**What the exercise asks**
Determine how many lines in the entries below contain the string "chimney", with uppercase and lowercase letters treated as different. Give only the number.

**Exercise material**
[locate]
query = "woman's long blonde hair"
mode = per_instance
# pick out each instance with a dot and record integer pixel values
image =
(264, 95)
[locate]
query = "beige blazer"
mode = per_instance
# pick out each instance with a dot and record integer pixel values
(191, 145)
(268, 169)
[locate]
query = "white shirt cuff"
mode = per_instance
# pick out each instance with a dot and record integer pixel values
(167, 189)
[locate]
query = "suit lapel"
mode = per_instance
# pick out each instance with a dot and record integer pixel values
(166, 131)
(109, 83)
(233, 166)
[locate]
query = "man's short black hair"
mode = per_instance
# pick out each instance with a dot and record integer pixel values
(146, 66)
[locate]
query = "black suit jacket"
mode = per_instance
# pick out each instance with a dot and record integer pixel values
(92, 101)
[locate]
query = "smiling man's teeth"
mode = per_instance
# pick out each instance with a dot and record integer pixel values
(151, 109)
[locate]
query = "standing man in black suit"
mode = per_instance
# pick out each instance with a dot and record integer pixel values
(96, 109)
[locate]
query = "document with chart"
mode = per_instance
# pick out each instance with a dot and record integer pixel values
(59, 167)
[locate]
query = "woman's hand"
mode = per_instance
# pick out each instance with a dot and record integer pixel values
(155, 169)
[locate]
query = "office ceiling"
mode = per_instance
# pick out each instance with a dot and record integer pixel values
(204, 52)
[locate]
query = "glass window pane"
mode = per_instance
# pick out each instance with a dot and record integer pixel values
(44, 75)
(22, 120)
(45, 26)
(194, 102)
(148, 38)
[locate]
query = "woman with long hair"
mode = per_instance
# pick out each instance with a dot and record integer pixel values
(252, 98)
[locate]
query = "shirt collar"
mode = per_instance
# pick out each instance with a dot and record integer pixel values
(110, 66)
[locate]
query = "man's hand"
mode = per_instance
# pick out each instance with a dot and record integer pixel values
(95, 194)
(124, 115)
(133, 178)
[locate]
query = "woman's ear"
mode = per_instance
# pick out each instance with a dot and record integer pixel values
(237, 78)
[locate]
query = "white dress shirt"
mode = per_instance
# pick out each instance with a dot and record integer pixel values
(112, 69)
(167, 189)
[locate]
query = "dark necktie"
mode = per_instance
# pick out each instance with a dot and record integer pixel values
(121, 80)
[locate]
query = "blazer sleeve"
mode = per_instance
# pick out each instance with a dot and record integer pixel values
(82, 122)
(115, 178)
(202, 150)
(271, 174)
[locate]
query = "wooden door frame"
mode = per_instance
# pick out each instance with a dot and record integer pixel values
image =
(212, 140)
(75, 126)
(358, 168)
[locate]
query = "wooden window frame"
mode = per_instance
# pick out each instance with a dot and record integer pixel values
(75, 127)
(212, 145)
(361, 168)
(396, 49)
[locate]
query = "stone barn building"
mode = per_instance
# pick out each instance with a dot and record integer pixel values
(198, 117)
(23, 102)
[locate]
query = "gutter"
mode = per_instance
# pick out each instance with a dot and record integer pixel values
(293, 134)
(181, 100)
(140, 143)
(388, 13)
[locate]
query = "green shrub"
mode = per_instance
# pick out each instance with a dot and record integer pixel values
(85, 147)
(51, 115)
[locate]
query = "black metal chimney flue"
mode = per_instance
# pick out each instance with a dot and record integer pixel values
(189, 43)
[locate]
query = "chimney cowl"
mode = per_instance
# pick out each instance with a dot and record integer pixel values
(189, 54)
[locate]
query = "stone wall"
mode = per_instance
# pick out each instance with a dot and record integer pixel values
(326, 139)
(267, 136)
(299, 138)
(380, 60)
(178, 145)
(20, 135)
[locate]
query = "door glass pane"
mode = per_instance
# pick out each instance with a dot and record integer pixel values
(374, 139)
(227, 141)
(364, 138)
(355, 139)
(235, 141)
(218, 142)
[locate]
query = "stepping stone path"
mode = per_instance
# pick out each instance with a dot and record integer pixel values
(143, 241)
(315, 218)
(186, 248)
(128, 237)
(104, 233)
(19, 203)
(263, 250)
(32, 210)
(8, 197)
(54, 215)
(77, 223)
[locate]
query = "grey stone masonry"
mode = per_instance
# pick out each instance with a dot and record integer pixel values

**Expected answer**
2